• _Entries shown_:
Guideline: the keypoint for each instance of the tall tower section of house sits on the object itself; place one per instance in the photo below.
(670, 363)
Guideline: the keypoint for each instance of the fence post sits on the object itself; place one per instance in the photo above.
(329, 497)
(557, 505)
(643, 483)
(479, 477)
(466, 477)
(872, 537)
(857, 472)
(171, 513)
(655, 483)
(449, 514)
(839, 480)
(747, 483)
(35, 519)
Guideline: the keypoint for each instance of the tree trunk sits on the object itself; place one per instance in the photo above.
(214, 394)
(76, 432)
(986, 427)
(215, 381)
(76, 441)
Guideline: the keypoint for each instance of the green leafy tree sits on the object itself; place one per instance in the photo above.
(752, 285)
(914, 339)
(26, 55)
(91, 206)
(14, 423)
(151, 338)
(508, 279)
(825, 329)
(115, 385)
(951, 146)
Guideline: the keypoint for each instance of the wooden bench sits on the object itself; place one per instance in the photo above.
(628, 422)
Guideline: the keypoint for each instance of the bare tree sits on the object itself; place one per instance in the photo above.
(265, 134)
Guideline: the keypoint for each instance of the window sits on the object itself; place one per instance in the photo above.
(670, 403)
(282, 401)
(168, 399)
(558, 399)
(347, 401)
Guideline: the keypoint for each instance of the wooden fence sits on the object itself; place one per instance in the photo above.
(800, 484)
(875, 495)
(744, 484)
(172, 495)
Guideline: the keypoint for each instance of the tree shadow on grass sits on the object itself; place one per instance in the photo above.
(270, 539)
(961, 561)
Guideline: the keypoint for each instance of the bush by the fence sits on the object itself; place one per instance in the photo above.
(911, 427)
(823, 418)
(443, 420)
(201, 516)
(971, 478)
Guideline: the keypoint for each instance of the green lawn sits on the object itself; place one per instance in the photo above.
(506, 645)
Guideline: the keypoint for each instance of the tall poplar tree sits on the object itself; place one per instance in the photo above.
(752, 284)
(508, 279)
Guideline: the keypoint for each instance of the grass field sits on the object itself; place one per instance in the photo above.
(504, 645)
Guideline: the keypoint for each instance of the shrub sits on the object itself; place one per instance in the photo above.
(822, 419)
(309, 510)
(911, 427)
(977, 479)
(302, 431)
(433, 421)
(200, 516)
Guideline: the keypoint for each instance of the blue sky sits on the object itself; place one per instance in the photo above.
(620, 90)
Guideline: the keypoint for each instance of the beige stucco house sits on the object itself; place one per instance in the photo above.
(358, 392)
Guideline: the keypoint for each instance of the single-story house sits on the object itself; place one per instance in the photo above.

• _Work request_:
Repeat the entries exactly as they appear.

• _Your response_:
Guideline: the keypoint for each instance of the tall tower section of house sits on the object itself; place one per instance in the photo below.
(670, 363)
Guideline: the keypoint for each instance of the fence post sits on the object itself; place one per instance in the photo above.
(329, 497)
(557, 505)
(643, 483)
(479, 477)
(466, 477)
(872, 537)
(857, 472)
(171, 513)
(655, 483)
(449, 514)
(839, 480)
(747, 483)
(35, 519)
Guideline: the keypoint for each instance of the tree trunk sits on the object itself; place one per instance in the photo above.
(214, 394)
(76, 432)
(986, 427)
(215, 381)
(76, 441)
Guideline: the keypoint for each instance of the green leafy tree sits on the object itself; place one per instance in the photo above.
(752, 285)
(914, 339)
(26, 55)
(91, 206)
(14, 423)
(151, 338)
(508, 279)
(825, 329)
(115, 385)
(951, 146)
Guideline: the keypoint for each instance of the wooden bench sits on the object itself; place one per instance in the photo above.
(628, 422)
Guideline: the keypoint for each instance of the bare tree sits on the object itself; place one per instance in the photo above.
(265, 134)
Guideline: the keypoint for each instance of the window sits on the object itself; place one per instance in the photo above.
(670, 403)
(282, 401)
(168, 399)
(558, 399)
(347, 401)
Guideline: the keypoint for each instance of the wooden fence sits on the object itself; place one per instance in the photo above.
(800, 484)
(875, 495)
(744, 484)
(172, 495)
Guideline: the keypoint for each instance of the tree shadow on grass sits on the object itself; place one per instance in the photo above.
(270, 539)
(961, 561)
Guideline: the keypoint for each instance of the bush by the fence sits on the object itself; place one per instance in the photo above.
(911, 427)
(823, 418)
(443, 420)
(201, 516)
(971, 478)
Guideline: the keypoint for each instance of the green lawn sits on the object itself; place one per instance in the photo above.
(506, 645)
Guideline: the keypoint for each instance of the tall poplar tree sits on the object itself; place one per instance in the photo above.
(752, 284)
(508, 279)
Guideline: the keypoint for each instance of the grass field sits on the object itself; place one per instance in the photo above.
(504, 645)
Guideline: the keypoint for each instance of the shrub sits on the object itself; place one per instance in the photo above.
(822, 419)
(309, 510)
(911, 427)
(977, 479)
(302, 431)
(433, 421)
(200, 516)
Guideline: the keypoint for each instance of the blue sky sits on the object itself; place one per instance in the photo above.
(620, 90)
Guideline: the keypoint for each instance of the beige stucco house sits on the object itself; place one per instance in the photo above.
(358, 392)
Guideline: the keypoint for each instance of the single-story house sits on the object itself; place one per instance in the photo above.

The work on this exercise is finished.